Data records

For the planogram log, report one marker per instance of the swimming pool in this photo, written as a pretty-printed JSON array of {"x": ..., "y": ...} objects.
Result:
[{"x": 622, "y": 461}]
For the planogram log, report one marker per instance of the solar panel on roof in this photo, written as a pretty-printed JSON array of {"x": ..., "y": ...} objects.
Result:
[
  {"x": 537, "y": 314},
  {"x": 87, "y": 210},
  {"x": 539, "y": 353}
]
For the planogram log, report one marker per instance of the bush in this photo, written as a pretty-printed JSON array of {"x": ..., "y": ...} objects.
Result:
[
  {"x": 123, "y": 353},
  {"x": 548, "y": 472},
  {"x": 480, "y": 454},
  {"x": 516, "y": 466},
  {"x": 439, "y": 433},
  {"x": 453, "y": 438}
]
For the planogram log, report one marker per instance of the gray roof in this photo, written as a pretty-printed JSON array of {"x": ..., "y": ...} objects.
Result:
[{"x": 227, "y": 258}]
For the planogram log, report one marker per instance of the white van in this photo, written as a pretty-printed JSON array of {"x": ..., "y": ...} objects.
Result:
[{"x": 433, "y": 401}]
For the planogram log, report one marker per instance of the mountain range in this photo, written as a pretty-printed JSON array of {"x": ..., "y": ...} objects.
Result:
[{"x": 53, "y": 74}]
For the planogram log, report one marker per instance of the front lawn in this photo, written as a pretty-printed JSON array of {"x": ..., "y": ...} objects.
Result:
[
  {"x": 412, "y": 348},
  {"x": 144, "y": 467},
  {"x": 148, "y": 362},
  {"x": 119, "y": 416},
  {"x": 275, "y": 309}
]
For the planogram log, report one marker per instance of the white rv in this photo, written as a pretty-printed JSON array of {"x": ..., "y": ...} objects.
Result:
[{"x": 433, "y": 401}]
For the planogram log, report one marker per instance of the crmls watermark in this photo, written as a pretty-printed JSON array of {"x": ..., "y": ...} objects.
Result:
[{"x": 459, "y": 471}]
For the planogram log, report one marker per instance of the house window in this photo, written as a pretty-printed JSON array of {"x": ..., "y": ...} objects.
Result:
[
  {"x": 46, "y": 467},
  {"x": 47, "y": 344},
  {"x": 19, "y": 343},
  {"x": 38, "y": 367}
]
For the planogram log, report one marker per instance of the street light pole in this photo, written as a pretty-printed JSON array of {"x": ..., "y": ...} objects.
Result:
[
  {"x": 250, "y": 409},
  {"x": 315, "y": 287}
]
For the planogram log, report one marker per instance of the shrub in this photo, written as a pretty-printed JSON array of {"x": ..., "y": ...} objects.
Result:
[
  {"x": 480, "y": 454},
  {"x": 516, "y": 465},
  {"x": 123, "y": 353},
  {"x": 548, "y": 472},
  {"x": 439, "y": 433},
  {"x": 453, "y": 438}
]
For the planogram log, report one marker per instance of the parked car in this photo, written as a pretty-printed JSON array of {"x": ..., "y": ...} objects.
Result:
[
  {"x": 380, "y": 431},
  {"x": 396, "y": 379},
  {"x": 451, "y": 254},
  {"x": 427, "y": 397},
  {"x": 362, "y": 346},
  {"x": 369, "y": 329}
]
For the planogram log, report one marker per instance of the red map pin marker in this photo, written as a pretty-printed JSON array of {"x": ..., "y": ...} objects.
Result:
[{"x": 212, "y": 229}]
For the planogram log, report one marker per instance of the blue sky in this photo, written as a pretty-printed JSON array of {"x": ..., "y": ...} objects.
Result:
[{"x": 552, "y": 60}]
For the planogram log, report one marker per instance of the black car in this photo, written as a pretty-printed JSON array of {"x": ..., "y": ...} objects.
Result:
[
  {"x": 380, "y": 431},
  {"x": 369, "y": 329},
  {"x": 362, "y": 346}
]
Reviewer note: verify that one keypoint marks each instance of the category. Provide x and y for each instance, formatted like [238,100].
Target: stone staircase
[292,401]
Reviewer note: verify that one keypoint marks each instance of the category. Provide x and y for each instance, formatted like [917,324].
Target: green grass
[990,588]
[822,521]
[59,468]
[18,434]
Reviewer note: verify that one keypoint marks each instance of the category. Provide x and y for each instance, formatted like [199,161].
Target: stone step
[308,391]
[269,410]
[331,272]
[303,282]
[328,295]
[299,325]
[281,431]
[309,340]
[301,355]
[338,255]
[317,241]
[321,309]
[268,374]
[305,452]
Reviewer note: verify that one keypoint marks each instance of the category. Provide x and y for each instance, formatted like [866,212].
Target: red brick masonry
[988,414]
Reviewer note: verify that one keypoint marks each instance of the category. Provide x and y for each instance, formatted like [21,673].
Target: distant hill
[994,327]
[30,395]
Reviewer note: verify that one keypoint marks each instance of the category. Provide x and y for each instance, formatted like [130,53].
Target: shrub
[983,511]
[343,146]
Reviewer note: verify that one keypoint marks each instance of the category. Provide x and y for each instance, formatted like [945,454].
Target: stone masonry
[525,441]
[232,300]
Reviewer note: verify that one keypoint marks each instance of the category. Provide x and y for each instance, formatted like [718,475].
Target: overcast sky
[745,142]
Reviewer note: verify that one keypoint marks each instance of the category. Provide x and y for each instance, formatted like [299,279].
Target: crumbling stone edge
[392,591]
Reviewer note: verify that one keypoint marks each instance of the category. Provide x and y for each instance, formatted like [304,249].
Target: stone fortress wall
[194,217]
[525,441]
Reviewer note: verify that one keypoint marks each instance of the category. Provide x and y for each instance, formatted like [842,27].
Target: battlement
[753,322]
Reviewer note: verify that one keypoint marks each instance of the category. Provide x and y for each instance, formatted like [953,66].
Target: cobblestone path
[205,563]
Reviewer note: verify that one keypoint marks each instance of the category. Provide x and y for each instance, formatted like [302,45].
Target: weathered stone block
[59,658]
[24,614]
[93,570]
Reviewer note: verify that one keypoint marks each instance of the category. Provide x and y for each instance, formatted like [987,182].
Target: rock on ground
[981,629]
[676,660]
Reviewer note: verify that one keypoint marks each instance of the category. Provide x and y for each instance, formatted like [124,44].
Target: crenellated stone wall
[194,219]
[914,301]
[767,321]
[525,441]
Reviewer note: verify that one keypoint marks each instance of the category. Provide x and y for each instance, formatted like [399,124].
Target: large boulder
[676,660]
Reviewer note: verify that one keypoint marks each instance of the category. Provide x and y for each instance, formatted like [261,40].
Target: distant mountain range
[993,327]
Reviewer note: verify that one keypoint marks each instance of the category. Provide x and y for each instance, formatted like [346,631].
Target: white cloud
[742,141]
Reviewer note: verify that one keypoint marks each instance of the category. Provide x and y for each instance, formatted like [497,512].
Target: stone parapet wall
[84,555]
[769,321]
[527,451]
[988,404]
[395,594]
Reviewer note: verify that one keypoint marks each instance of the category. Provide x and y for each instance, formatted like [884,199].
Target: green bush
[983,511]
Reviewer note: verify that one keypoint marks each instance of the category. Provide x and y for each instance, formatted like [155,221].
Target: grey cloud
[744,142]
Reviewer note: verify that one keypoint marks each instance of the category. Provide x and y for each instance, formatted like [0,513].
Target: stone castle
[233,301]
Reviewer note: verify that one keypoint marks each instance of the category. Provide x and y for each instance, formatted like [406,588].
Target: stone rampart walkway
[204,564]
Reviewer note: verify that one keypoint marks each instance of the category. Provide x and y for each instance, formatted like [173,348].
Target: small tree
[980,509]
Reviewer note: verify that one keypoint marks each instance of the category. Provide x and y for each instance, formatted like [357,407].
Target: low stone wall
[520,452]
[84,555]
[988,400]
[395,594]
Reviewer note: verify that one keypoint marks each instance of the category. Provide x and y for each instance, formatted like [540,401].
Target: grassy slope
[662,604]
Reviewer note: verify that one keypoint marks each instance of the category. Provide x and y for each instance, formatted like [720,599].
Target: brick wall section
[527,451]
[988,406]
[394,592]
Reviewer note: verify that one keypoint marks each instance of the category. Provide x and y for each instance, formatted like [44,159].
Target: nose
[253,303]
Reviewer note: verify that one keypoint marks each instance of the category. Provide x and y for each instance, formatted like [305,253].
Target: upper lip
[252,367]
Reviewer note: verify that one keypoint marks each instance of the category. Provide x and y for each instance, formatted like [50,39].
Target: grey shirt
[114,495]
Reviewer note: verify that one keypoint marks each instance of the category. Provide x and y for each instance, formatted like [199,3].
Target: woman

» **Problem to solve**: Would you copy each line of the records that contains "roof"?

» **The answer**:
For the planogram log, report one marker per instance of the solar panel on roof in this photo, written as a pretty-printed JSON array of {"x": ..., "y": ...} objects.
For the planogram log, report one marker per instance of the gray roof in this photo, written as a pretty-printed JSON array of {"x": ..., "y": ...} objects.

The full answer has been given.